Goal of the exercise: Each entry, from beginning to end, is to be transcribed verbatim.

Data for the task:
*** Begin section ***

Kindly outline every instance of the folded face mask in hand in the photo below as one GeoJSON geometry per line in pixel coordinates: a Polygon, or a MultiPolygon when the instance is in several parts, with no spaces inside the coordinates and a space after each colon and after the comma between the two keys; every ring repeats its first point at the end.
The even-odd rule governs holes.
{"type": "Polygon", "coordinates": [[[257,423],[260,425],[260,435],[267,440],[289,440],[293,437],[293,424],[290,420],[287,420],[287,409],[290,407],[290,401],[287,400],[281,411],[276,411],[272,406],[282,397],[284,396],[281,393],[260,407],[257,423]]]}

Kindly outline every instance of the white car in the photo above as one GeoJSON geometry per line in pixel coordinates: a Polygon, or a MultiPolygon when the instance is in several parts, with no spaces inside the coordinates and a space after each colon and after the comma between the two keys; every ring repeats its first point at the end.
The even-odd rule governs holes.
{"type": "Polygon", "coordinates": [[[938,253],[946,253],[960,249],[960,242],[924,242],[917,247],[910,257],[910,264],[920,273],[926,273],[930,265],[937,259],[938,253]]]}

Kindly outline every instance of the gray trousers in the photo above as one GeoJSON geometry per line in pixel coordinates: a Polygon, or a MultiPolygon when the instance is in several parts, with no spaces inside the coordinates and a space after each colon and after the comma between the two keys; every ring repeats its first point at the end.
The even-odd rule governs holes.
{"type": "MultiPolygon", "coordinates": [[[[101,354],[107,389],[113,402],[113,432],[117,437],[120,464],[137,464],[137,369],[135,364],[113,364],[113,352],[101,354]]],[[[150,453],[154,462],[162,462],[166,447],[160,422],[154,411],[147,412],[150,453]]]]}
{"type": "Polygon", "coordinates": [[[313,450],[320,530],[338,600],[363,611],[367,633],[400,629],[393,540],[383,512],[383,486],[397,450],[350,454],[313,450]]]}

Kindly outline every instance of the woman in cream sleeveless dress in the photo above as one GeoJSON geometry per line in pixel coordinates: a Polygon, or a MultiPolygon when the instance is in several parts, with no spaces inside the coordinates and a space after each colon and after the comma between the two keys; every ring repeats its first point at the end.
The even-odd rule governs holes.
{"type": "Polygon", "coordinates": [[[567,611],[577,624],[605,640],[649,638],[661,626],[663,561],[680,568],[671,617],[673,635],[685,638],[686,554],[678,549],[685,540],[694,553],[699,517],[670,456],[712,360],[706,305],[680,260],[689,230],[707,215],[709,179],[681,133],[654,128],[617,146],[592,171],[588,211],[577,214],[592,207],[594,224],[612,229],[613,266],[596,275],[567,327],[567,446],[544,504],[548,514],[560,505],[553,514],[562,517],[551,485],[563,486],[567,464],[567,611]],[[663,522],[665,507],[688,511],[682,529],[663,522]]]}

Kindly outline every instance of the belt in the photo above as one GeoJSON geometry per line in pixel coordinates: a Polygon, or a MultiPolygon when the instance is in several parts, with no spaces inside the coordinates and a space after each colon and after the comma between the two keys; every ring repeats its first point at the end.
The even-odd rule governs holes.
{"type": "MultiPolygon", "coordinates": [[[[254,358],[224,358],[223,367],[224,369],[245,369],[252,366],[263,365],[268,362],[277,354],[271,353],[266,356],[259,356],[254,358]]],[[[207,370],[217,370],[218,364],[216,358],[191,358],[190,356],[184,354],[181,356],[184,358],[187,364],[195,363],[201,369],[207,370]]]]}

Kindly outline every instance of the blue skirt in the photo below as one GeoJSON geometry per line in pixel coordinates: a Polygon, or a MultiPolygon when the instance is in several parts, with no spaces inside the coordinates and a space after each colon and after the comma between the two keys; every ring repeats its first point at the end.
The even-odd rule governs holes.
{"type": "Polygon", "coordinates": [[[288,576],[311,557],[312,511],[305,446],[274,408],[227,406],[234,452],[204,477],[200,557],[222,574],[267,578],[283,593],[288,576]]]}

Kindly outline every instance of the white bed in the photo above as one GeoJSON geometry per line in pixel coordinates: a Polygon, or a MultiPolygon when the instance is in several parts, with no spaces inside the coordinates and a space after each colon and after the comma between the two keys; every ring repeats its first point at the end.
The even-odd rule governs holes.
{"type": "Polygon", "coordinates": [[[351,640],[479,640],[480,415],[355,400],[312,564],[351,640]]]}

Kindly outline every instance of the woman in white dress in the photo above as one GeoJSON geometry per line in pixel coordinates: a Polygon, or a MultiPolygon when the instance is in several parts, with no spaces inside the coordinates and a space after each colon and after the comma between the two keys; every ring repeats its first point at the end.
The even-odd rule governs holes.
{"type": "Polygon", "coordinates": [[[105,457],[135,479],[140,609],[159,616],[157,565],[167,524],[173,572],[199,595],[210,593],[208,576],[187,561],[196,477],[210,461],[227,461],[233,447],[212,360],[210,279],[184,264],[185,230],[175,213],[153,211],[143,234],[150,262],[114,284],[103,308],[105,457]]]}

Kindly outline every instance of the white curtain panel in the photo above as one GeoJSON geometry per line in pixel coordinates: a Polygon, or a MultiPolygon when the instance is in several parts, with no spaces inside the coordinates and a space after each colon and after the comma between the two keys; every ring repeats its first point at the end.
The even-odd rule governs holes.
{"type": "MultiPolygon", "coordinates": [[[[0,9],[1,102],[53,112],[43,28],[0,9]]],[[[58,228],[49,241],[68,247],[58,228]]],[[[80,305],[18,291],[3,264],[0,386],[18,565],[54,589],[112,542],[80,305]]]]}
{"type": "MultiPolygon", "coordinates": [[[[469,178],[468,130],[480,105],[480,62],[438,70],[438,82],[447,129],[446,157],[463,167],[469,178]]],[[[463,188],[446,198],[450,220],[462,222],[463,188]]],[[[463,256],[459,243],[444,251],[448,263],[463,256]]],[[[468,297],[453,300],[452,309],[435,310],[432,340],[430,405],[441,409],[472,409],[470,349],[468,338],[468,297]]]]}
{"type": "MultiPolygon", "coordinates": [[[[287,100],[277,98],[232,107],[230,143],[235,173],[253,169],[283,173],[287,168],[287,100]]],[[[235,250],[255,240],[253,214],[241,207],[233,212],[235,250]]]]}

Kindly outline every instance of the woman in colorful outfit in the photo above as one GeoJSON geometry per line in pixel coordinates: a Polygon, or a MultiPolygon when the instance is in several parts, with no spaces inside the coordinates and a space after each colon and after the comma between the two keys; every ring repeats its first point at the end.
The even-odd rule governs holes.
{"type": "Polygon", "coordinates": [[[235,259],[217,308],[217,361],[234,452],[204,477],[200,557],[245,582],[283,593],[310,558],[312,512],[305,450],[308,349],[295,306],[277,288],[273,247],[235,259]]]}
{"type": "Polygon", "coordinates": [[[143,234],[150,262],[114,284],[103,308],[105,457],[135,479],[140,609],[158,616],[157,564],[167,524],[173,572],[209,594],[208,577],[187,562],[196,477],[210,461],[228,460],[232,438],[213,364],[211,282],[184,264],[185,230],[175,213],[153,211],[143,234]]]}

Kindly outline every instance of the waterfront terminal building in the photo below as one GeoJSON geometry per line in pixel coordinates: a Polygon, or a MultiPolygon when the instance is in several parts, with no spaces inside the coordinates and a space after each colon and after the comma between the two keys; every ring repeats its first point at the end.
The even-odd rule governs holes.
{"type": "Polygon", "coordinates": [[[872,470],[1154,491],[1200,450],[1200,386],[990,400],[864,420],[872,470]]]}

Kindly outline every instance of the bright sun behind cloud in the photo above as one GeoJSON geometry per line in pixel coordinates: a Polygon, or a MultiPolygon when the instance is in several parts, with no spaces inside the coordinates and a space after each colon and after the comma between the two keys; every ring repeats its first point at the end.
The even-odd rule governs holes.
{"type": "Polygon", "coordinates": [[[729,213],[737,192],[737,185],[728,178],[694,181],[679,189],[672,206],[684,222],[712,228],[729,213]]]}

*** End section ***

Finished exercise:
Kindly outline every instance of the folded face mask in hand in the photo below as one GeoJSON geometry per line in pixel coordinates: a Polygon, or a MultiPolygon when the instance is in several parts, with no spaces inside the coordinates and a space after each colon and after the comma between the two keys; every ring repeats its first point at the end.
The even-odd rule governs holes.
{"type": "Polygon", "coordinates": [[[257,423],[260,425],[260,435],[267,440],[289,440],[293,437],[293,424],[290,420],[287,420],[287,409],[290,407],[290,401],[287,400],[281,411],[276,411],[272,406],[282,397],[284,396],[281,393],[260,407],[257,423]]]}

Kindly outline every instance of the white car in the photo above as one GeoJSON geometry per line in pixel coordinates: a Polygon, or a MultiPolygon when the instance is in several parts, with no spaces inside the coordinates and a space after each colon and after the comma between the two keys; every ring repeats its first point at the end.
The even-odd rule governs holes.
{"type": "Polygon", "coordinates": [[[938,253],[946,253],[960,249],[960,242],[924,242],[917,247],[910,257],[910,264],[920,273],[926,273],[930,265],[937,259],[938,253]]]}

Kindly outline every instance of the gray trousers in the photo above as one GeoJSON geometry per line in pixel coordinates: a Polygon, or a MultiPolygon when the instance is in several parts, with no spaces inside the coordinates and a space after each colon and after the comma between the two keys; every ring repeats its first point at the end.
The even-odd rule governs holes.
{"type": "MultiPolygon", "coordinates": [[[[101,354],[107,389],[113,402],[113,432],[117,437],[120,464],[137,464],[137,369],[135,364],[113,364],[113,352],[101,354]]],[[[150,453],[154,462],[162,462],[166,447],[160,422],[154,411],[147,412],[150,453]]]]}
{"type": "Polygon", "coordinates": [[[313,450],[320,530],[338,600],[363,611],[367,633],[400,629],[393,540],[383,512],[383,486],[397,450],[350,454],[313,450]]]}

Kindly outline every instance of the woman in cream sleeveless dress in the photo above as one GeoJSON geometry per line in pixel coordinates: a Polygon, or a MultiPolygon when the instance is in several parts, with no spaces inside the coordinates and a space after each colon and after the comma between the two keys; every ring repeats its first point at the end.
The even-odd rule governs holes.
{"type": "Polygon", "coordinates": [[[567,611],[577,624],[605,640],[649,638],[661,626],[663,561],[680,568],[671,617],[673,635],[685,638],[686,554],[678,549],[685,540],[694,553],[699,517],[670,456],[712,360],[706,305],[680,260],[689,230],[707,215],[709,179],[681,133],[654,128],[617,146],[592,171],[588,211],[577,214],[592,207],[594,224],[612,229],[613,266],[596,275],[567,327],[567,446],[544,504],[548,514],[560,505],[553,514],[562,517],[551,485],[563,486],[567,464],[567,611]],[[663,522],[665,507],[688,511],[682,529],[663,522]]]}

Kindly outline every instance of the belt in the photo above as one GeoJSON geometry per line in pixel coordinates: a Polygon, or a MultiPolygon when the instance is in several parts, with no spaces inside the coordinates and a space after each colon and after the comma between the two keys; every ring repeats its first point at the end.
The even-odd rule governs holes.
{"type": "MultiPolygon", "coordinates": [[[[254,358],[224,358],[223,367],[224,369],[245,369],[252,366],[263,365],[268,362],[277,354],[271,353],[266,356],[259,356],[254,358]]],[[[207,370],[217,370],[218,364],[216,358],[191,358],[190,356],[184,354],[181,356],[184,358],[187,364],[195,363],[201,369],[207,370]]]]}

Kindly outline every instance of the blue skirt in the photo below as one GeoJSON geometry per line in pixel coordinates: a Polygon, or a MultiPolygon when the instance is in several parts, with no spaces inside the coordinates and a space after each colon and after the comma between the two keys; every ring repeats its first point at the end.
The even-odd rule governs holes.
{"type": "Polygon", "coordinates": [[[288,576],[311,557],[312,511],[305,446],[274,408],[227,406],[234,452],[204,477],[200,557],[222,574],[267,578],[283,593],[288,576]]]}

Kindly outline every instance of the white bed in the photo above as one GeoJSON geometry per line in pixel coordinates: a Polygon, or a MultiPolygon when the instance is in several parts, with no spaces inside the coordinates and a space after each colon and after the comma between the two keys; every ring repeats its first point at the end.
The even-odd rule governs holes.
{"type": "Polygon", "coordinates": [[[351,640],[479,640],[480,415],[355,400],[312,564],[351,640]]]}

Kindly outline every instance of the woman in white dress in the photo above as one GeoJSON geometry per line in pixel coordinates: a Polygon, or a MultiPolygon when the instance is in several parts, with no spaces inside the coordinates and a space after each colon and after the comma between the two keys; every ring repeats its first point at the end.
The even-odd rule governs holes.
{"type": "Polygon", "coordinates": [[[105,457],[135,479],[140,609],[159,616],[157,565],[167,524],[173,572],[199,595],[210,593],[208,576],[187,561],[196,477],[210,461],[227,461],[233,447],[212,360],[210,279],[184,264],[185,230],[175,213],[153,211],[143,234],[150,262],[114,284],[103,308],[105,457]]]}

Kindly outline every instance of the white curtain panel in the photo above as one GeoJSON geometry per line in pixel coordinates: a Polygon, or a MultiPolygon when the instance is in several parts, with no spaces inside the coordinates and a space after each colon and after the comma between the two keys; every ring repeats its first point at the end.
The even-odd rule governs holes.
{"type": "MultiPolygon", "coordinates": [[[[0,9],[1,102],[53,112],[43,28],[0,9]]],[[[58,228],[49,241],[68,247],[58,228]]],[[[80,305],[18,291],[3,264],[0,386],[18,565],[54,589],[112,542],[80,305]]]]}
{"type": "MultiPolygon", "coordinates": [[[[469,178],[468,130],[480,105],[480,62],[438,70],[438,82],[447,129],[446,157],[463,167],[469,178]]],[[[463,188],[446,198],[450,220],[462,222],[463,188]]],[[[463,256],[459,243],[444,251],[448,263],[463,256]]],[[[468,297],[453,300],[452,309],[435,310],[432,340],[430,405],[441,409],[472,409],[470,349],[468,338],[468,297]]]]}
{"type": "MultiPolygon", "coordinates": [[[[287,100],[277,98],[232,107],[230,143],[235,173],[253,169],[283,173],[287,168],[287,100]]],[[[235,250],[255,240],[253,214],[241,207],[233,212],[235,250]]]]}

Kindly outline every instance of the woman in colorful outfit in the photo above as one GeoJSON geometry per line in pixel coordinates: a Polygon, or a MultiPolygon when the instance is in several parts, with no spaces inside the coordinates and a space after each colon and after the comma between the two keys; every ring repeats its first point at the end.
The even-odd rule governs holes.
{"type": "Polygon", "coordinates": [[[235,259],[217,308],[217,361],[234,452],[204,477],[200,557],[245,582],[283,593],[310,558],[312,512],[305,450],[308,349],[295,306],[277,288],[273,247],[235,259]]]}
{"type": "Polygon", "coordinates": [[[143,234],[150,262],[114,284],[103,308],[105,457],[135,479],[140,609],[158,616],[157,564],[167,524],[173,572],[209,594],[208,577],[187,562],[196,477],[210,461],[228,460],[232,438],[213,364],[211,282],[184,264],[185,230],[175,213],[153,211],[143,234]]]}

Kindly outline every instance of the waterfront terminal building in the photo below as one GeoJSON geometry per line in pixel coordinates: a Polygon, or a MultiPolygon when the instance is in several parts, with no spaces inside the coordinates and a space after each colon and after the comma between the two keys; every ring repeats its first point at the end.
The even-odd rule governs holes.
{"type": "Polygon", "coordinates": [[[872,470],[1154,491],[1200,450],[1200,386],[990,400],[864,420],[872,470]]]}

Kindly outline every instance of the bright sun behind cloud in the photo above as one GeoJSON geometry per line in pixel coordinates: a Polygon, or a MultiPolygon when the instance is in several parts, with no spaces inside the coordinates and a space after each colon and after the comma between the two keys; every ring repeats its first point at the end.
The even-odd rule governs holes.
{"type": "Polygon", "coordinates": [[[729,213],[737,192],[737,185],[728,178],[694,181],[679,189],[672,206],[684,222],[712,228],[729,213]]]}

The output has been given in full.